▶ [Input for this task]

::::

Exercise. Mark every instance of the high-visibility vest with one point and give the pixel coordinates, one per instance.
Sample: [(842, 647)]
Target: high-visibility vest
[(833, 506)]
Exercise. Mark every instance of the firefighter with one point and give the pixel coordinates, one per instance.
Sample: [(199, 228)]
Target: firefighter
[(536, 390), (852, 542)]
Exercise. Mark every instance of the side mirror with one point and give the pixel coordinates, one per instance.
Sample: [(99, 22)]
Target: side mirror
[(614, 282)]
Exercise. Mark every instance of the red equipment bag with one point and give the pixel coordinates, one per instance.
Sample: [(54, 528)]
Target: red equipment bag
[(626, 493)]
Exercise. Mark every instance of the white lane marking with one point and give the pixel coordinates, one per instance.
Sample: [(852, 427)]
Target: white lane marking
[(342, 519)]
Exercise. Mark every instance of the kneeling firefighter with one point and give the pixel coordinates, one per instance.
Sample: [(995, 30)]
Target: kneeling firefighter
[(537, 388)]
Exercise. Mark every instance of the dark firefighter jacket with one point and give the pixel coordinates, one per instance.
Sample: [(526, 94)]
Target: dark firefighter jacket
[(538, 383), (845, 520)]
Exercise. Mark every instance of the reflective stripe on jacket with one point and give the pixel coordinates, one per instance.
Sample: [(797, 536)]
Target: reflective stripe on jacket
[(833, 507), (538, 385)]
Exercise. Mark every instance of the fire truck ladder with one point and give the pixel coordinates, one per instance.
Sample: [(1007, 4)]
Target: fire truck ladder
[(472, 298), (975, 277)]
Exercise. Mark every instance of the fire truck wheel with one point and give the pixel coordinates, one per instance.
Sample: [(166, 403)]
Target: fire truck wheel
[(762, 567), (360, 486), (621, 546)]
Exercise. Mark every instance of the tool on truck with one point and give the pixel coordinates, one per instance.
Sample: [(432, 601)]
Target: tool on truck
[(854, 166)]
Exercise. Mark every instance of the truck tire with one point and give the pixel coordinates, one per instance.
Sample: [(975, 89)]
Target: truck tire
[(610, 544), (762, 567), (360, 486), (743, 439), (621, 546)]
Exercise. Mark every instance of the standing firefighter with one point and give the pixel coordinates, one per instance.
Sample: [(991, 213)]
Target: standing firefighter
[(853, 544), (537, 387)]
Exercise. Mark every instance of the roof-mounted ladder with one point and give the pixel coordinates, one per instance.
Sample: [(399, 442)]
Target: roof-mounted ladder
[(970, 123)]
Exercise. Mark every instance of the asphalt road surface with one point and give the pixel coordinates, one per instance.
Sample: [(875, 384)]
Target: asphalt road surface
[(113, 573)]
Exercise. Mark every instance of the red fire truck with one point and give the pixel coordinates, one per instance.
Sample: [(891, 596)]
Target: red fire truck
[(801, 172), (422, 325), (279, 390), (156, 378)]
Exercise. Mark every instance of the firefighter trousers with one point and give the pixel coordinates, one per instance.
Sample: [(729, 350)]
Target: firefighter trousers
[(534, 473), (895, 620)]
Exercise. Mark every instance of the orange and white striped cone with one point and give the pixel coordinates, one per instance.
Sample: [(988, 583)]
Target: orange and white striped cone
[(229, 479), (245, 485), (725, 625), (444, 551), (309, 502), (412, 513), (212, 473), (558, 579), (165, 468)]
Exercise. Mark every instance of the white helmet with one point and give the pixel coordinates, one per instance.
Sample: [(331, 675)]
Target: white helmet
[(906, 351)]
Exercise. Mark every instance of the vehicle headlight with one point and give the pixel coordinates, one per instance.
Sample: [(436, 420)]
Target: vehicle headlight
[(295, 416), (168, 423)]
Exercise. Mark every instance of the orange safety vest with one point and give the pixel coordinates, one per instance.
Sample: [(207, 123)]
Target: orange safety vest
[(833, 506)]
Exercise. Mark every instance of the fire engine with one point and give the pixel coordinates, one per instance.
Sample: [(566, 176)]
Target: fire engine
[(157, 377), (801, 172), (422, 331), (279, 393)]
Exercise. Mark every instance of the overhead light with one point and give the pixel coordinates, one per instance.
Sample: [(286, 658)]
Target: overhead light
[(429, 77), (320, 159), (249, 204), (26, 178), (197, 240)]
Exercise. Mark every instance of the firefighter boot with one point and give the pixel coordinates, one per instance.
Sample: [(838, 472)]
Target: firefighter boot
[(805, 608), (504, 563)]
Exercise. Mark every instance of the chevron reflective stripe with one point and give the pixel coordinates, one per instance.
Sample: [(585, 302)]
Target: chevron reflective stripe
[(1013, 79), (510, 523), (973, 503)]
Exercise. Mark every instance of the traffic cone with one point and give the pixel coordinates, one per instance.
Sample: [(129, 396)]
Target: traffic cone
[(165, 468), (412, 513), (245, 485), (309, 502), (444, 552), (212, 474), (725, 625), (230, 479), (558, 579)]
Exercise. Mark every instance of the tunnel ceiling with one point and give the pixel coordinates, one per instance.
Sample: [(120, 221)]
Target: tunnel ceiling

::::

Copy all of the rows above verbatim, line by line, without changing any character.

▶ [The completed task]
Exercise. Mark every instance of the high-visibility vest with one point and give the pixel coordinates, one per instance.
Sample: [(842, 647)]
Target: high-visibility vest
[(833, 506)]
Exercise. Mark every instance of the firefighter with one point and give the pixel coordinates, one per instance.
Sample: [(199, 228)]
Target: firefighter
[(536, 390), (852, 542)]
Exercise. Mark every instance of the side mirror with one point and give the pixel coordinates, one per instance.
Sample: [(99, 22)]
Target: side mirror
[(614, 282)]
Exercise. Mark every instance of the red equipment bag with one point and give the pixel coordinates, one per instance.
Sample: [(54, 528)]
Target: red equipment bag
[(626, 493)]
Exercise. Mark every instance of the white lane marking with one point and give the pixel coordinates, one per instance.
Sample: [(852, 427)]
Target: white lane marking
[(342, 519)]
Exercise. Mark every instance of the kneeling firefighter with one point and give the pixel coordinates, one per instance.
Sample: [(995, 30)]
Target: kneeling firefighter
[(537, 388)]
Exercise. Mark every instance of the dark firefighter jacket with one point and give the pixel coordinates, one per instance.
Sample: [(526, 94)]
Target: dark firefighter jacket
[(538, 383), (845, 520)]
Exercise. Mark every instance of the reflective stripe on jacket with one point and give the pixel coordinates, one per instance.
Sample: [(797, 536)]
Target: reflective stripe on jacket
[(833, 507), (538, 385)]
Exercise. Mark every instance of the fire truck ladder with one point and give the pixel coordinates, one per instance.
Sample: [(1007, 4)]
Target: fire truck ladder
[(472, 298), (975, 277)]
Exercise. Mark every instance of the fire truck wheel with one point and give the pixel coordinates, one per instance.
Sample: [(166, 403)]
Target: fire truck wheel
[(762, 567), (360, 486), (621, 546)]
Exercise. Mark every instance of the tool on truck with one point and give the pixel coordinates, one per instance.
Sample: [(432, 601)]
Target: tool on truck
[(854, 166)]
Exercise. Mark every instance of the truck tire with one point and give the pixel coordinates, one per instance.
Sample: [(975, 89)]
Target: truck tire
[(610, 544), (762, 567), (360, 486), (743, 439), (621, 546)]
Exercise. Mark every instance of the standing firefighter with one point and give the pixel coordinates, one per instance.
Sample: [(991, 213)]
Target: standing firefighter
[(853, 544), (537, 387)]
Exercise. Mark every instance of the roof-mounted ladder with one point and give the pixel coordinates, one per instance.
Sample: [(399, 442)]
Target: roof-mounted ladder
[(970, 123)]
Exercise. Mark every instance of the asphalt road surface with one point and give the pixel coordinates, one per instance.
Sample: [(875, 384)]
Target: asphalt road surface
[(113, 573)]
Exercise. Mark every instance of the red fire truck with one point and give the pixel coordinates, one per instance.
Sample: [(891, 596)]
Target: red fire truck
[(801, 172), (422, 325), (279, 390), (156, 378)]
Exercise. Mark every instance of the firefighter trousers with one point and give the pixel coordinates, one per instance.
Sample: [(729, 350)]
Target: firefighter trousers
[(534, 473), (895, 620)]
Exercise. Mark every instance of the orange and white striped cone with one point and give the pixel coordinates, one per instance.
Sample: [(988, 583)]
Target: orange and white striped cone
[(229, 479), (245, 485), (725, 625), (444, 551), (309, 502), (412, 513), (212, 473), (558, 579), (165, 468)]
Exercise. Mark every instance of the white helmet with one point and give the pixel coordinates, one per instance.
Sample: [(331, 675)]
Target: white helmet
[(906, 351)]
Exercise. Mark every instance of the vehicle headlight with one point and give the pixel coordinates, one per instance.
Sample: [(436, 420)]
Target: vehicle headlight
[(295, 416), (168, 423)]
Exercise. Mark every instance of the orange safety vest with one point and give the pixel coordinates, one per instance.
Sample: [(207, 123)]
Target: orange safety vest
[(833, 506)]
Exercise. Mark every instance of the fire engine with one point and give the pixel coordinates, one per instance.
Sample: [(566, 176)]
Target: fire engine
[(157, 377), (801, 172), (422, 331), (279, 393)]
Exercise. Mark every instance of the overhead light with one point and give the pixel coordinates, one per instance.
Sample: [(286, 658)]
Target: overhead light
[(429, 77), (320, 159), (249, 204), (26, 178), (197, 240)]
Exercise. Mark every instance of the firefighter boot with one point and give the pixel coordinates, one per instance.
Sample: [(838, 472)]
Target: firefighter boot
[(805, 608), (504, 563)]
Exercise. Mark every instance of the chevron reflective stripe with one point and give the pixel coordinates, one per instance.
Sample: [(585, 302)]
Target: chevron reflective stripe
[(1013, 79), (510, 523), (973, 503)]
Exercise. Mark every instance of the traffic cone with one point and give the pixel coordinates, one per instance.
Sample: [(129, 396)]
Target: traffic cone
[(165, 468), (412, 513), (245, 485), (309, 502), (444, 552), (212, 474), (725, 625), (230, 479), (558, 579)]
Exercise. Mark every instance of the tunnel ceiling with one point and give the pixel coordinates, one per instance.
Sample: [(120, 221)]
Target: tunnel ceiling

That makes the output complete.